The "jump threading" compiler optimization (aka -fthread-jump) turns conditional into unconditional branches on certain paths at the expense of code size. For hardware with branch prediction, speculative execution, and prefetching, this can greatly improve performance. However, there is no scientific publication or documentation at all. The Wikipedia article is very short and incomplete.
The linked article has an illustrated treatment of common code structures and how these optimizations work.
(Score: 2) by Gravis on Monday November 02 2015, @07:58AM
frankly, i find all this speculation and prediction to be a waste of silicon and power. yes, you can push the limits on execution speed but it's already more than enough. what we should be moving toward is something like XMOS architecture where instead of waiting or predicting the outcome of the instruction, it merely uses one core for multiple threads. the result is fully deterministic execution times which is awesome, especially for real-time problems like bit banging a protocol.
(Score: 3, Informative) by pe1rxq on Monday November 02 2015, @09:13AM
If you are bit banging on a CPU which does branch prediction you are probably already doing it wrong.
Bit banging is a nice trick if you have a deterministic CPU like an avr or pic with no OS to interfer.
But on just about anything else you should invest in a little bit of circuitry to implement the protocol the proper way.
I have done my share of real-time programming, but bit-banging on a general purpose CPU is not a typical problem.

Dataset content ->
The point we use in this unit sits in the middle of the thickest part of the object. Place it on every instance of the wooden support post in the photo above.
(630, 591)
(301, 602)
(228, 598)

Tasks to perform ->
1. From the first paragraph of the thread, list the hardware features that jump threading can benefit.
2. According to the thread, what does jump threading give up in exchange for turning conditional branches into unconditional ones?
3. Shorten the paragraph of the thread that begins "frankly, i find all this speculation" to two sentences, keeping its main points.
The listing is material apart from the thread.

Solved tasks ->
1.
- Branch prediction
- Speculative execution
- Prefetching

2. Code size.

3. Speculation and prediction waste silicon and power, since execution speed is already more than enough. An architecture like XMOS, which runs multiple threads on one core instead of waiting or predicting, gives fully deterministic execution times, which is especially useful for real-time problems like bit banging a protocol.